▶ _PROVIDED DATA_:
+---+

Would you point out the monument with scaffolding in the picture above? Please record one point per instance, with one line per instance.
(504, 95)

+---+

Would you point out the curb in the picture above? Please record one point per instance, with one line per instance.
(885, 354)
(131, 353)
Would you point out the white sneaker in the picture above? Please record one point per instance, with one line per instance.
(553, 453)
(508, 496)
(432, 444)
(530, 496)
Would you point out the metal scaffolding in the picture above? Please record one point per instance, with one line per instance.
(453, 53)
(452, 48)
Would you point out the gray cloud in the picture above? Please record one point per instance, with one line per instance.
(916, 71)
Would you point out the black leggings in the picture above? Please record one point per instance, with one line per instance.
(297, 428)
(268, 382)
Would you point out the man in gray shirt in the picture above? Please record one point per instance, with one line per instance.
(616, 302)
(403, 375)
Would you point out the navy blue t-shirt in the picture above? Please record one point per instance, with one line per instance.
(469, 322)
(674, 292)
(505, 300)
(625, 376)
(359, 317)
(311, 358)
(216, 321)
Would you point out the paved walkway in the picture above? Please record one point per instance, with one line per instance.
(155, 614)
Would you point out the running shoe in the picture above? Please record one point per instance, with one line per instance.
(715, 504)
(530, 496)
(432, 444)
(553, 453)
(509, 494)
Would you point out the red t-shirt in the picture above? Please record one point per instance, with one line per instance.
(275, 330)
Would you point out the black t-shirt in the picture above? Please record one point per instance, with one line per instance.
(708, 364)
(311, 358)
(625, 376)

+---+

▶ _WRITTEN PROBLEM_:
Locate each line in the material above that contains the word "instance", matching case exactly, and copy those lines out.

▶ _TASK ANSWER_:
Would you point out the monument with scaffolding in the picture above? Please record one point per instance, with one line per instance.
Would you point out the curb in the picture above? Please record one point per instance, with one line per instance.
Would you point out the white sneaker in the picture above? Please record one point per instance, with one line per instance.
Would you point out the metal scaffolding in the picture above? Please record one point per instance, with one line per instance.
Would you point out the gray cloud in the picture above? Please record one point per instance, with one line per instance.
Would you point out the black leggings in the picture above? Please record one point per instance, with one line per instance.
Would you point out the man in gray shirt in the picture above? Please record one point per instance, with one line per instance.
Would you point out the navy blue t-shirt in the picture above? Please record one point per instance, with one line per instance.
Would you point out the paved walkway in the picture above? Please record one point per instance, with one line per instance.
Would you point out the running shoe in the picture above? Please record one point per instance, with one line per instance.
Would you point out the red t-shirt in the picture above? Please record one point per instance, with one line per instance.
Would you point out the black t-shirt in the picture above? Please record one point per instance, with one line per instance.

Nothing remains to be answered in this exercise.